··· DATA FOR THIS EXERCISE

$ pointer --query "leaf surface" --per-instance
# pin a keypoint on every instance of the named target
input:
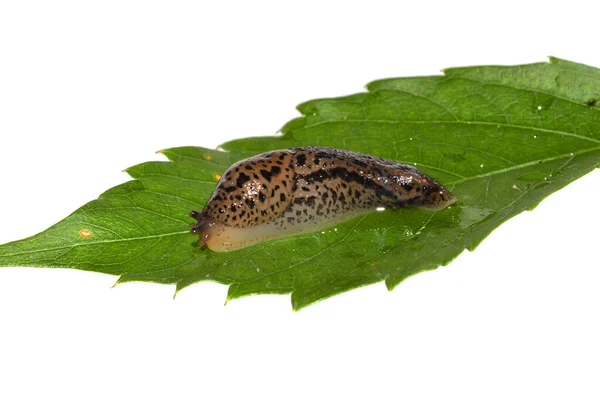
(501, 138)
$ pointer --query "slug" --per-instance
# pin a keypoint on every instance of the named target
(294, 191)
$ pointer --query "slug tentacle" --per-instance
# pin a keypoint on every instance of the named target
(294, 191)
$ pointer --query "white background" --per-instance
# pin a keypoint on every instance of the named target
(90, 88)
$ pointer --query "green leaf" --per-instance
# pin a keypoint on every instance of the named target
(500, 138)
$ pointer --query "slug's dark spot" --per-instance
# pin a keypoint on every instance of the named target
(242, 179)
(275, 170)
(266, 174)
(301, 160)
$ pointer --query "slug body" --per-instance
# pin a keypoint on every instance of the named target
(294, 191)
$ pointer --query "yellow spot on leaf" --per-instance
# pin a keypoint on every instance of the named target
(85, 233)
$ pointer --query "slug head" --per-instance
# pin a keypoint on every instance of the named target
(205, 226)
(435, 196)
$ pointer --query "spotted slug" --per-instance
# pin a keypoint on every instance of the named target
(294, 191)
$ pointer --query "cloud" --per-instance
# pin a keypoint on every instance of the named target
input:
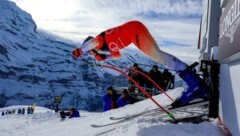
(173, 23)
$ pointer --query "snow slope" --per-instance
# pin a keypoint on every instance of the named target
(49, 124)
(37, 65)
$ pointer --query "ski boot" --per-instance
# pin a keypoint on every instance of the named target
(197, 88)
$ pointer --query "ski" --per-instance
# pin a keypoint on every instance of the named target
(193, 104)
(157, 111)
(133, 115)
(109, 124)
(148, 113)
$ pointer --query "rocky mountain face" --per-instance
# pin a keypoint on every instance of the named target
(35, 66)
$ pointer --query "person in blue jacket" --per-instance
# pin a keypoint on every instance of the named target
(124, 99)
(73, 113)
(109, 99)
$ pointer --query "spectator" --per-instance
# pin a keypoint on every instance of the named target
(13, 111)
(23, 110)
(155, 75)
(136, 76)
(32, 110)
(109, 99)
(19, 111)
(124, 99)
(167, 79)
(73, 113)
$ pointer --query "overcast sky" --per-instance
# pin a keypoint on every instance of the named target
(173, 23)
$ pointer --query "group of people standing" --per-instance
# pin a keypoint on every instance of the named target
(164, 79)
(28, 110)
(112, 100)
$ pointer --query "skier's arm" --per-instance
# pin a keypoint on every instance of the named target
(114, 55)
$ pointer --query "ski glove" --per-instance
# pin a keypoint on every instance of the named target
(77, 52)
(100, 57)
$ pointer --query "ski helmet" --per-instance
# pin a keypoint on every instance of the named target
(87, 39)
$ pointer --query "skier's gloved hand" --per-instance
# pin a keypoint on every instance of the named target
(77, 52)
(100, 57)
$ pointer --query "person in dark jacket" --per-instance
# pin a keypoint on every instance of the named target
(32, 110)
(109, 99)
(28, 110)
(155, 75)
(19, 111)
(140, 79)
(124, 99)
(73, 113)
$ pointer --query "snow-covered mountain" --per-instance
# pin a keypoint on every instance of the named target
(37, 66)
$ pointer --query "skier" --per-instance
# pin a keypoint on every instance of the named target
(73, 113)
(109, 99)
(19, 111)
(136, 76)
(107, 45)
(155, 75)
(124, 99)
(167, 79)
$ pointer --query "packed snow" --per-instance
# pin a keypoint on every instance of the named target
(45, 122)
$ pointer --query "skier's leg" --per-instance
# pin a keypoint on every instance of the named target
(141, 37)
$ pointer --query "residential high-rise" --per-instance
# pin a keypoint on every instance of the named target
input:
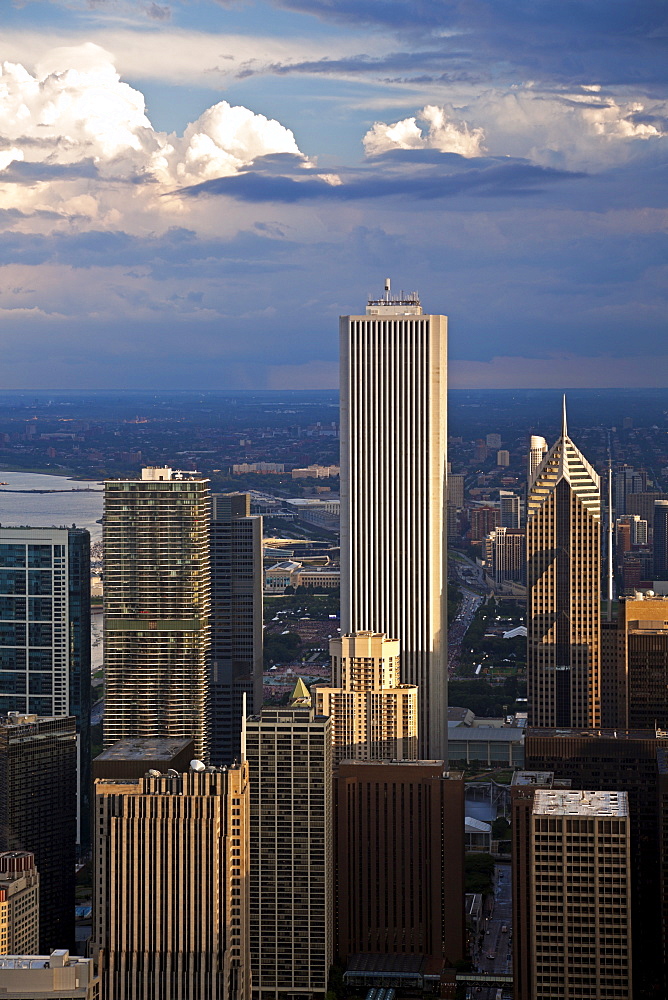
(621, 761)
(578, 894)
(45, 624)
(510, 509)
(563, 551)
(626, 481)
(536, 454)
(660, 543)
(236, 621)
(505, 559)
(400, 863)
(455, 502)
(291, 889)
(157, 598)
(19, 904)
(59, 976)
(393, 493)
(38, 812)
(170, 886)
(374, 716)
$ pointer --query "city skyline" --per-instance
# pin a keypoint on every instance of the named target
(193, 192)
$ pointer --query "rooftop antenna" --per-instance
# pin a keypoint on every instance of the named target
(564, 428)
(243, 727)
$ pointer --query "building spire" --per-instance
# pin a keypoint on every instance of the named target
(564, 428)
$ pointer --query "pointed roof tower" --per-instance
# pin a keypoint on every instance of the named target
(301, 696)
(565, 461)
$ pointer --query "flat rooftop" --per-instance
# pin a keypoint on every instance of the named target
(154, 749)
(558, 803)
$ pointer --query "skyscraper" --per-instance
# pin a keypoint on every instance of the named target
(19, 904)
(170, 897)
(537, 452)
(236, 621)
(290, 760)
(45, 626)
(620, 761)
(393, 493)
(157, 604)
(400, 863)
(38, 812)
(563, 589)
(374, 715)
(578, 895)
(661, 539)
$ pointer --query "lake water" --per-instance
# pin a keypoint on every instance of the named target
(48, 510)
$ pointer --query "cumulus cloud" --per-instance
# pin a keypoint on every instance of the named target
(75, 108)
(441, 133)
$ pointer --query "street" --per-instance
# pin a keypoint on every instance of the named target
(498, 934)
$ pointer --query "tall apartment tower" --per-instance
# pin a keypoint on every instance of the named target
(170, 896)
(563, 552)
(290, 759)
(393, 493)
(578, 893)
(38, 812)
(45, 624)
(374, 715)
(157, 602)
(19, 904)
(537, 452)
(236, 621)
(400, 864)
(660, 539)
(621, 761)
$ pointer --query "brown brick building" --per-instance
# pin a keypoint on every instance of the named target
(400, 861)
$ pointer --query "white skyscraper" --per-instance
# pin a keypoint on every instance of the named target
(393, 493)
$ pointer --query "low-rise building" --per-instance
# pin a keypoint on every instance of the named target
(38, 977)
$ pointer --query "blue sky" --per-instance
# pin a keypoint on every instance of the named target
(192, 192)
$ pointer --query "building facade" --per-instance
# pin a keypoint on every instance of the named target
(58, 976)
(622, 761)
(577, 893)
(563, 551)
(374, 716)
(157, 604)
(170, 899)
(393, 493)
(38, 812)
(45, 635)
(19, 904)
(400, 861)
(290, 760)
(236, 622)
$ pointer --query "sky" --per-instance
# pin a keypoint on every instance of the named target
(193, 191)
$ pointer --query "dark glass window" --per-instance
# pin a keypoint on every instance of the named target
(40, 659)
(13, 608)
(12, 683)
(12, 555)
(12, 634)
(12, 659)
(39, 556)
(39, 634)
(39, 582)
(40, 609)
(12, 581)
(40, 683)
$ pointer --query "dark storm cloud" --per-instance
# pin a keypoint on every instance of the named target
(27, 172)
(444, 175)
(601, 42)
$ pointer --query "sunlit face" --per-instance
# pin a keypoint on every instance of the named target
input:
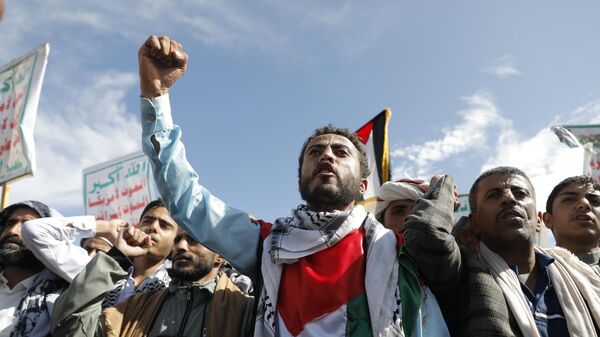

······

- _INSTRUCTIONS FOR THE TASK_:
Exactly reproduce the entries above, minus the pictures.

- _EXERCISE SOLUTION_:
$ pointer --query "leaf surface" --per-instance
# pin a keypoint on every instance of the named target
input:
(501, 138)
$ pointer --query "slug" --per-instance
# pin a keypoint on every instance of the named target
(294, 191)
$ pointer --query "slug tentacle" --per-instance
# pin a keypoint on every instance of the named target
(294, 191)
$ pointer --query "white background" --per-instance
# pin a keypoint on every instance of the named target
(90, 88)
$ pointer --query "green leaf" --per-instance
# pin a keypoint on every instance of the named target
(500, 138)
$ pointer --query "slug's dark spot" --per-instance
# pin a keypoint on every instance of the named target
(242, 179)
(275, 170)
(266, 174)
(301, 160)
$ pointer --query "slug body" --per-instance
# pin a keypoint on every instance of the named target
(294, 191)
$ pointer --query "yellow spot on leaf" --per-instance
# pin a keypoint on every instance of the named target
(85, 233)
$ pointer --query "slug head" --per-instance
# pin a keypoint on every instance of the named target
(205, 226)
(435, 196)
$ pointer --query "spotted slug" --per-instance
# pin a keypoint on every instance of the named target
(294, 191)
$ pointer --query "cloud" --per-instance
# pin a keypoint on every instance of the named target
input:
(173, 23)
$ pointer --query "snow slope" --per-instance
# pin a keypoint on every instance of the named target
(49, 124)
(37, 65)
$ pointer --query "ski boot" --per-instance
# pin a keypoint on every instance of the named target
(197, 88)
$ pointer --query "ski" --per-instance
# pin a keypoint on every instance of the named target
(193, 104)
(157, 111)
(133, 115)
(109, 124)
(148, 113)
$ pointer --query "rocky mountain face" --per-instance
# pin a keypoint on every instance of the named target
(35, 66)
$ pointer --query "person in blue jacket" --per-instance
# pin a keypoint on every instance of the named target
(124, 99)
(73, 113)
(109, 99)
$ pointer --query "spectator" --per-instance
# pin a keypoint on every instance of the named target
(13, 111)
(23, 110)
(155, 75)
(136, 76)
(32, 110)
(109, 99)
(19, 111)
(124, 99)
(167, 79)
(73, 113)
$ pointer --query "overcast sky" --per-instance
# pin a keypoint on every instance of the named target
(173, 23)
$ pointer --query "group of people standing" --per-instance
# pin a keypoint on every instance of the named target
(164, 79)
(28, 110)
(112, 100)
$ pointer --query "skier's arm" --per-instance
# pin a keypoint on every instance of the named target
(114, 55)
$ pointer --query "ski glove" --per-instance
# pin a keypoint on every instance of the named target
(77, 52)
(100, 57)
$ pointer --query "ski helmet" --per-instance
# pin a keypoint on every instance of the named target
(87, 39)
$ pointer --query "skier's gloved hand" --per-instance
# pin a keypoint on every instance of the named target
(77, 52)
(100, 57)
$ pointer --query "person in dark jacket" --per-instance
# pin a keypoint on every instance of the named target
(32, 110)
(109, 99)
(28, 110)
(155, 75)
(19, 111)
(140, 79)
(124, 99)
(73, 113)
$ pointer --query "snow-covered mountain" --per-instance
# pin a keypoint on every instance of the named target
(37, 66)
$ pointer --query "skier" --per-instance
# pin a keypoint on every instance of the named target
(73, 113)
(109, 99)
(19, 111)
(136, 76)
(107, 45)
(155, 75)
(124, 99)
(167, 79)
$ pointer --query "packed snow" --per-instance
# pin a keypoint on every instance of the named target
(45, 122)
$ pointer --query "skier's leg" --per-instance
# pin a keypoint on every instance of the named target
(141, 37)
$ pointer --query "residential high-rise" --per-instance
# pin a keypoint on every instance of the named target
input:
(621, 761)
(578, 894)
(45, 624)
(510, 509)
(563, 551)
(626, 481)
(536, 454)
(660, 543)
(236, 621)
(505, 559)
(400, 863)
(455, 502)
(291, 889)
(157, 598)
(19, 904)
(59, 976)
(393, 493)
(38, 812)
(170, 886)
(374, 716)
$ pointer --query "city skyline" --per-instance
# pin a keypoint on every instance of the named target
(193, 192)
$ pointer --query "rooftop antenna" --per-instance
# pin a keypoint on every instance of the named target
(564, 428)
(243, 727)
$ pointer --query "building spire" --per-instance
# pin a keypoint on every instance of the named target
(564, 428)
$ pointer --query "pointed roof tower" --per-instance
# pin a keypoint on every instance of the named target
(301, 696)
(565, 461)
$ pointer --query "flat rooftop" --per-instance
# pin a keypoint on every instance of the named target
(154, 749)
(558, 803)
$ pointer --query "skyscraper" --per-instance
# pin a keypoint on every instance of the named target
(19, 904)
(170, 897)
(537, 452)
(236, 621)
(290, 760)
(45, 626)
(620, 761)
(393, 493)
(157, 604)
(400, 863)
(38, 812)
(563, 589)
(374, 715)
(578, 895)
(661, 539)
$ pointer --query "lake water" --per-instance
# pin a keypoint on every instance of the named target
(48, 510)
$ pointer --query "cumulus cloud" --per-instance
# pin a keypoint on every instance of the named target
(75, 108)
(441, 133)
$ pointer --query "street" --per-instance
# pin a keypoint on every instance of the named target
(498, 934)
$ pointer --query "tall apartment tower" --per-instance
# pin a keypoint on every instance of the named target
(170, 896)
(563, 552)
(290, 759)
(393, 493)
(578, 893)
(38, 812)
(45, 624)
(374, 715)
(157, 602)
(19, 904)
(537, 452)
(236, 621)
(400, 864)
(660, 539)
(621, 761)
$ pointer --query "brown brick building" --per-instance
# pin a keypoint on every instance of the named target
(400, 861)
$ pointer --query "white skyscraper" --per-instance
# pin a keypoint on every instance of the named target
(393, 493)
$ pointer --query "low-rise building" --per-instance
# pin a keypoint on every instance of the named target
(38, 977)
$ pointer --query "blue sky" --per-instance
# pin a keypoint on every instance of the named target
(192, 192)
$ pointer --query "building facade" --per-instance
# pin a keypoint on every instance of the named target
(58, 976)
(622, 761)
(577, 893)
(563, 551)
(374, 716)
(157, 604)
(170, 899)
(393, 493)
(38, 812)
(45, 635)
(19, 904)
(400, 861)
(290, 760)
(236, 622)
$ pointer --query "sky" --per-instance
# pin a keypoint on every instance of the named target
(193, 191)
$ pointer --query "dark glass window" --per-instance
# pin a keypoint on every instance of the named target
(40, 659)
(13, 608)
(12, 683)
(12, 555)
(12, 634)
(12, 659)
(39, 556)
(39, 634)
(39, 582)
(40, 609)
(12, 581)
(40, 683)
$ pointer --query "dark storm cloud" --per-instance
# pin a keypoint on every instance of the named target
(27, 172)
(444, 175)
(601, 42)
$ pointer --query "sunlit face" --per-instance
# pin a keypoint on every instance of the named target
input:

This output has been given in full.